• _課題設定 1_
記事について、次の問いに答えよ。
(a) 2018年1~10月に、外部からの攻撃で日本国内の法人組織から1万件以上の情報が漏えいしたとされる事例は何件か。
(b) 62件の事例のうち、公開サーバへの攻撃が占める割合は何%か。
(c) 2018年10月に公表されたGoogleの情報漏えい事例は、公表までに何か月経過していたか。

2018年「法人」を狙うセキュリティ三大脅威にみる今後の対策
トレンドマイクロによれば、2018年1月~11月に発生したサイバー脅威から、2018年の脅威動向を分析。法人利用者を狙う脅威としては、以下の3つが大きな脅威と考えている。
図:2018年国内の法人における三大脅威
攻撃が拡大・多様化する裏で、以前に漏えいした情報はまた別の攻撃に利用され新たな被害を招く、言わば「被害の再生産」の構図が明らかになってきたといえるが、取引所からの仮想通貨流出は除き、一般企業でも起こりうる「止まらない情報漏えい被害と漏えい情報を使用した攻撃」「ビジネスメール詐欺」から今後のセキュリティ上の課題を考える。
この記事の目次
国内における法人組織からの情報漏えい被害状況
2018年には日本だけでなく、世界的にも法人組織からの大規模な情報漏えいが相次いだ。2018年1~10月の間に国内で公表された情報漏えい事例の情報を整理したところ、外部からの攻撃により日本国内の法人組織から1万件以上の情報が漏えいしたとされる事例は14件を数えた。この14件の中には1件あたり最大で57万件、14件の合計では約215万件の情報が漏えい、もしくは漏えいの可能性があると公表されている。また、このような国内法人の被害以外にも、海外法人の管理するシステムの侵害により、日本企業の情報が漏えいした事例も複数わかっている。
一例として、6月に発生した海外企業が運営する宿泊予約サイトからの情報漏えい事例では、国内400か所以上の宿泊施設に関連する利用者の情報が合わせて32万件以上漏えいしたことが報じられている。
そして、情報漏えいの事例はこのような大規模なものだけではない。被害件数が1万件未満、もしくは不明や未公表となっている公表事例も合わせると、10か月間で62件の情報漏えい事例が国内で明るみになっている。平均すれば、2018年においては毎週1.4件の情報漏えい事例が公表されていた計算になる。
これら62件の事例を外部からの攻撃種別で分類すると、公開サーバへの攻撃が53.2%と半数以上を占め、続いて不正アクセスによる組織内ネットワークの侵害が16.2%、Webサービスへの不正ログインが14.5%、従業員へのフィッシング攻撃が12.9%となっていた。
図:外部からの攻撃による法人組織からの情報漏えい事例62件における攻撃種別の割合
但し、このように公表、報道される情報漏えい事例はあくまでも一部であり、現時点では明るみになっていない、もしくは明るみにならないままの被害も相当数あるものと考えられる。例として、2018年10月に公表されたGoogleの情報漏えい事例は、実際には3月の時点で把握されていたものの、公表まで7か月経過していた。また国内のクレジットカード関連の情報漏えい被害に関しては、指定調査機関による詳細調査が終わるまで公表を控える傾向にあり、実際の被害把握から数か月後に公表されることが多い。また、そもそも被害の発生自体に気づいていない、把握されていない事例も存在することであろう。2018年9月に公表されたFacebookの情報漏えい事例では、被害の原因となったシステムの脆弱性は既に2017年から存在していたためFacebook側でもいつごろから攻撃が開始されていたかの確証が無く、確認された被害以前に既に攻撃を受けていた可能性も示唆されている。これらの事例が示すように、いつどこでどのような情報が漏えいしたかすべては把握しきれないのが現実の状況である。

• _入力記録_
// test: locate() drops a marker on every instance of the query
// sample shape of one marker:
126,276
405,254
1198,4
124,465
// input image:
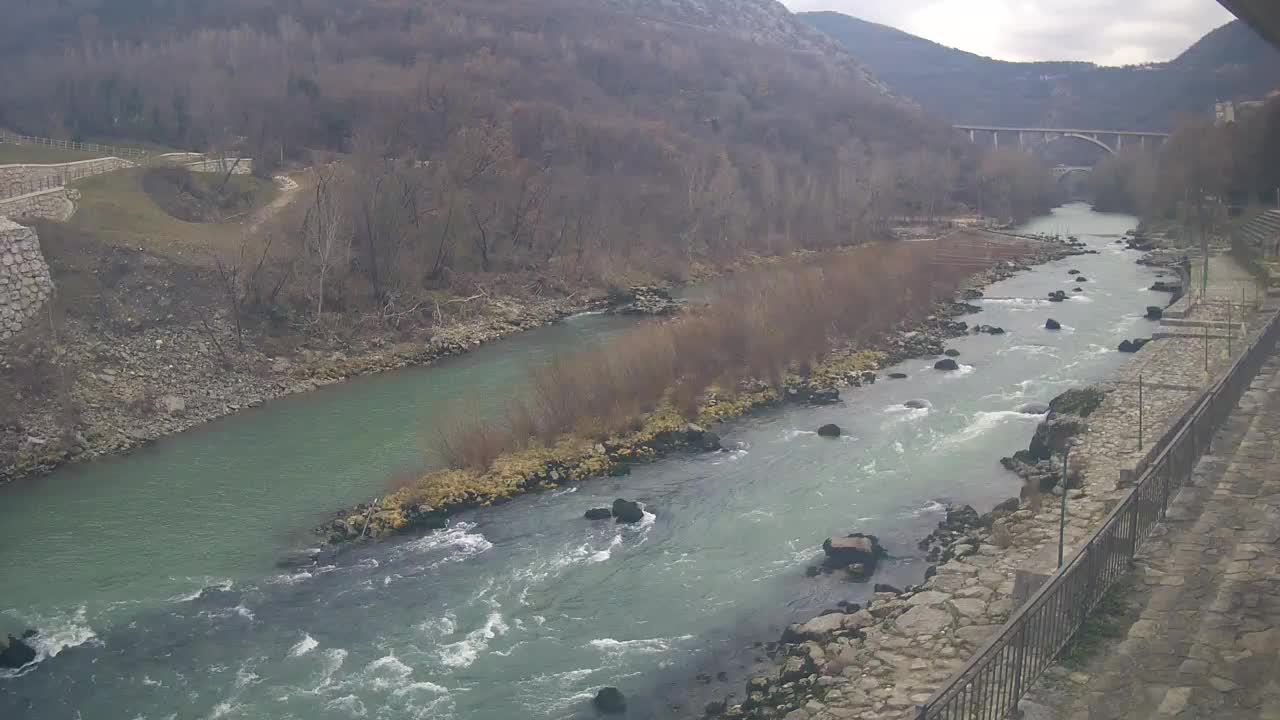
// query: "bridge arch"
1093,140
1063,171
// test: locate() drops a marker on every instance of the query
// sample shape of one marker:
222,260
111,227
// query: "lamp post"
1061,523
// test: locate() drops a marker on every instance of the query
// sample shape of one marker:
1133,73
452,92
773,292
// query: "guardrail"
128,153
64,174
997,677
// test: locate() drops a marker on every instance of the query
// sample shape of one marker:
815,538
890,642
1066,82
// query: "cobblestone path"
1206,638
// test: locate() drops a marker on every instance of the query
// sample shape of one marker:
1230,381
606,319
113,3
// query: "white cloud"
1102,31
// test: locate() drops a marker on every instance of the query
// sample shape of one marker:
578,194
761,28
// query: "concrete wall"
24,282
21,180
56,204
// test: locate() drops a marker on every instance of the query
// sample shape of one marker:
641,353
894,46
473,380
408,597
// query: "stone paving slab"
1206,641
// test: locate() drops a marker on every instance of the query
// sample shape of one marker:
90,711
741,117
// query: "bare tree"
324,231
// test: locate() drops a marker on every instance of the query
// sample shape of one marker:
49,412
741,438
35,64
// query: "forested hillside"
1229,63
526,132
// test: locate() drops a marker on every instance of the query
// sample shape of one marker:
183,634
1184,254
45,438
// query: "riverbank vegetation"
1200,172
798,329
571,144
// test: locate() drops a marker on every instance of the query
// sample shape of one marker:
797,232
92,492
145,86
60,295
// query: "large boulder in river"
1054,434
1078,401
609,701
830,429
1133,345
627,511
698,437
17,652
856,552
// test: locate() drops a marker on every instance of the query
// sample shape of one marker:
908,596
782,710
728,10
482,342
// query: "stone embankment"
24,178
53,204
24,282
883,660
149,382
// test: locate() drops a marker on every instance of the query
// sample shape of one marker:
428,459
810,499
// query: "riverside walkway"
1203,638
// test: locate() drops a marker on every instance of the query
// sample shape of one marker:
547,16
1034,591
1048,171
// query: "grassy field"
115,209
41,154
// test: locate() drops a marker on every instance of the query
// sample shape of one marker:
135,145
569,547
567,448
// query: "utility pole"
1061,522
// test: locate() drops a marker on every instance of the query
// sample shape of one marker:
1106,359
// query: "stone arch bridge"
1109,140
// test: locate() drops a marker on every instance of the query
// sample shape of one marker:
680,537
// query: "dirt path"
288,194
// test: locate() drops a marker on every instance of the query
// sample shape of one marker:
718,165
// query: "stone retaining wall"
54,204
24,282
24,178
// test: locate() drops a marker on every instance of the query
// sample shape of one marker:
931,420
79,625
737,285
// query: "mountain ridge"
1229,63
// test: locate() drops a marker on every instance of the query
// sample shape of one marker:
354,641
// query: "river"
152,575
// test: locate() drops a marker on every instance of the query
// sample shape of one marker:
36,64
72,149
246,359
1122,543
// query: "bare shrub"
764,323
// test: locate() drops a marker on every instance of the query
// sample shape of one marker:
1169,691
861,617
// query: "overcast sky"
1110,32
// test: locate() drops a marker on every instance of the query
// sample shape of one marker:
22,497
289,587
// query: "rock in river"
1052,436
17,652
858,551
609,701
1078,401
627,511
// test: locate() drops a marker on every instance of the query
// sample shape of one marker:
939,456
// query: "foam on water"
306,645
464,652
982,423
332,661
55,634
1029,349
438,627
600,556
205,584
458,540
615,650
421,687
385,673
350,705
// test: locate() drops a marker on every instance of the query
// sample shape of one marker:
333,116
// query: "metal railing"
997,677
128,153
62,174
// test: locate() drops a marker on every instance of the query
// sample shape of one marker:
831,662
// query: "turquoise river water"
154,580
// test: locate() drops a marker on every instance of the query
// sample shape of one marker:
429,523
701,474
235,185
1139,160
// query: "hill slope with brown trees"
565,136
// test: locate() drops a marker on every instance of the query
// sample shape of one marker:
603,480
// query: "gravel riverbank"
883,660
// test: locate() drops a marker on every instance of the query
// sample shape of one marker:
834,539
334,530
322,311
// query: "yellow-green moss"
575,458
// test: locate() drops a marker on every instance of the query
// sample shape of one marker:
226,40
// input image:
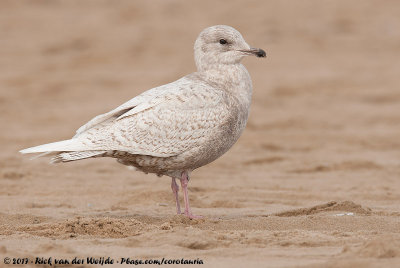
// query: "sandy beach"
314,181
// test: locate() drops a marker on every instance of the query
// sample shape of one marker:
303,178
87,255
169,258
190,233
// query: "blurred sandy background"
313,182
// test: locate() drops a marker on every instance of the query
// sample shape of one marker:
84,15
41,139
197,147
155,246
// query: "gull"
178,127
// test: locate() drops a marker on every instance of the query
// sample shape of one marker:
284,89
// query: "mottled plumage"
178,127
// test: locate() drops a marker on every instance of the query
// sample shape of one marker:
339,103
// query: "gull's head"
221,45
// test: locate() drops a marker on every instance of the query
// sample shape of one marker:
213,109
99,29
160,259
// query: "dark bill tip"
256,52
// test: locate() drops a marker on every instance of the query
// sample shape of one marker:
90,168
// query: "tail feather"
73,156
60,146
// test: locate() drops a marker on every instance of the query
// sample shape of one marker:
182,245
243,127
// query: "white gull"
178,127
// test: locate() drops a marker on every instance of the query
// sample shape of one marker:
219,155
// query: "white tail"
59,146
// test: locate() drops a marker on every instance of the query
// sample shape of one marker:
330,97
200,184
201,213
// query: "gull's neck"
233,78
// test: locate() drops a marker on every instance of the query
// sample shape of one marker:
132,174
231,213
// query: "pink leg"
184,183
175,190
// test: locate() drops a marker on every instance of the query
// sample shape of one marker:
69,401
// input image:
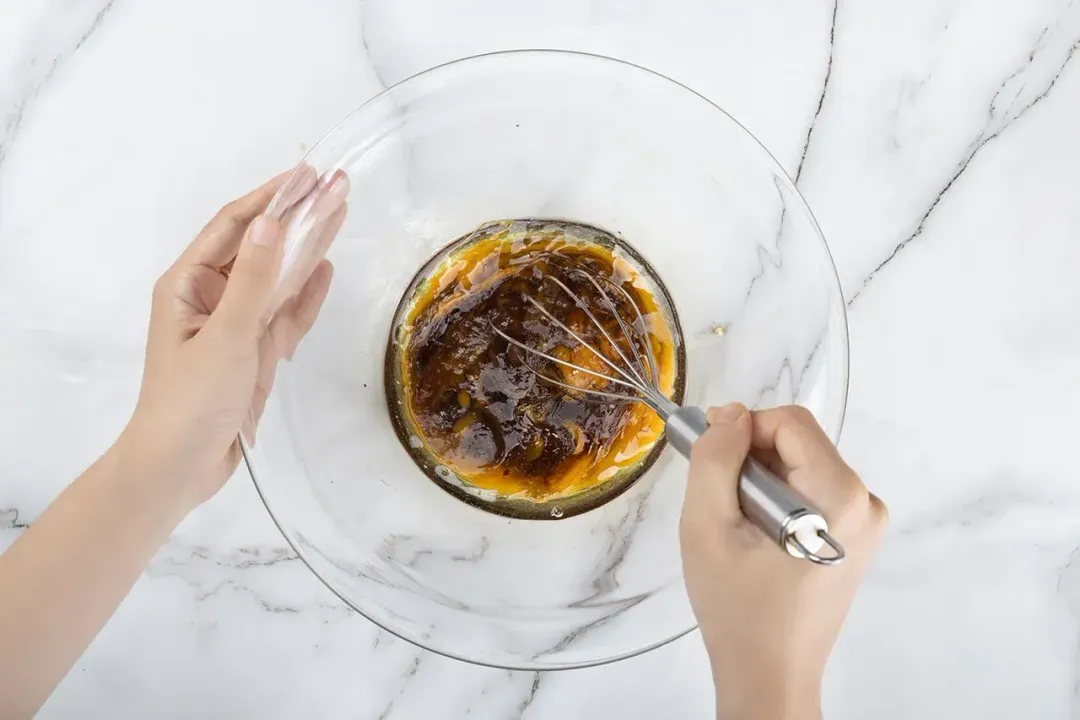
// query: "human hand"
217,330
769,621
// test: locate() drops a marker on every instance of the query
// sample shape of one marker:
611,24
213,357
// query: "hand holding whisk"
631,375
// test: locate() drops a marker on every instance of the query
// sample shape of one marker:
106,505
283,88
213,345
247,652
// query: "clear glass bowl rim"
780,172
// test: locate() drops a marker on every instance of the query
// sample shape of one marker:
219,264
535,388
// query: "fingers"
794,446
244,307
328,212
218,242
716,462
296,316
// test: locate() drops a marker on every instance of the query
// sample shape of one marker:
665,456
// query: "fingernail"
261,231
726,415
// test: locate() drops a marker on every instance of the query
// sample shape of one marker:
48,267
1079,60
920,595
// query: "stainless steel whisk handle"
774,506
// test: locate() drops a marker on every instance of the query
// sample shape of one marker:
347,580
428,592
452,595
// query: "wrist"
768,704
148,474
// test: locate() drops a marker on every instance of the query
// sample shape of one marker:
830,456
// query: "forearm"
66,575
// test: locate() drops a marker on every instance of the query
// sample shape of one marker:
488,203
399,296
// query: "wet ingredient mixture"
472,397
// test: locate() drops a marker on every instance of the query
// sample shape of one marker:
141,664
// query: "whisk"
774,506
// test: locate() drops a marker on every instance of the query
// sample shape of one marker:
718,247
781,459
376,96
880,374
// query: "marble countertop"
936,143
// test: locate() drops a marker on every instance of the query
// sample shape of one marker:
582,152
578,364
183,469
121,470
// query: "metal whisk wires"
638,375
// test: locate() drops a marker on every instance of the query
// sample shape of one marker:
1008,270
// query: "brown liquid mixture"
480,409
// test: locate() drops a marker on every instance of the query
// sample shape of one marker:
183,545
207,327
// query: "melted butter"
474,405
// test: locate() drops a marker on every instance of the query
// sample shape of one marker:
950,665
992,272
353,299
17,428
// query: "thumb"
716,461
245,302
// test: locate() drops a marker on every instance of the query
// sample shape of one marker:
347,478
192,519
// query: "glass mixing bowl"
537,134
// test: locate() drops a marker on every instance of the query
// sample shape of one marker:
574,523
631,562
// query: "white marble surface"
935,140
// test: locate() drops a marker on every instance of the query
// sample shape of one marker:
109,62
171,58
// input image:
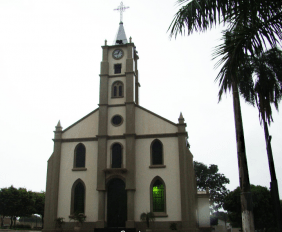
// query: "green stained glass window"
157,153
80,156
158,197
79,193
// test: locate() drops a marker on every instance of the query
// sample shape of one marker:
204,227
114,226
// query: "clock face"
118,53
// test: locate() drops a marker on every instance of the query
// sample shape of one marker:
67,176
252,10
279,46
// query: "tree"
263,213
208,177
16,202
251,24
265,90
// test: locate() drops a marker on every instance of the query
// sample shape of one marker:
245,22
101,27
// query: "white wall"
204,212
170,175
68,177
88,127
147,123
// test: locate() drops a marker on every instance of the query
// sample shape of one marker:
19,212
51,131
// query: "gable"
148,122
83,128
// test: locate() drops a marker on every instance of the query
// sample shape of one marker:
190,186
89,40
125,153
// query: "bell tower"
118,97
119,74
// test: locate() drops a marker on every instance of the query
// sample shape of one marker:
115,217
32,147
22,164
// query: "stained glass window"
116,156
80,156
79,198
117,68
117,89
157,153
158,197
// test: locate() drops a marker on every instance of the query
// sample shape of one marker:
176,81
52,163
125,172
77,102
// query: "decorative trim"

• _課題設定 2_
記録のうち、文字列「green」を含む行をすべて返してください。大文字と小文字は区別する。

• _回答全文 1_
(a) 14件
(b) 53.2%
(c) 7か月

• _回答全文 2_
// query: "yellow-green moss"
// query: "green stained glass window"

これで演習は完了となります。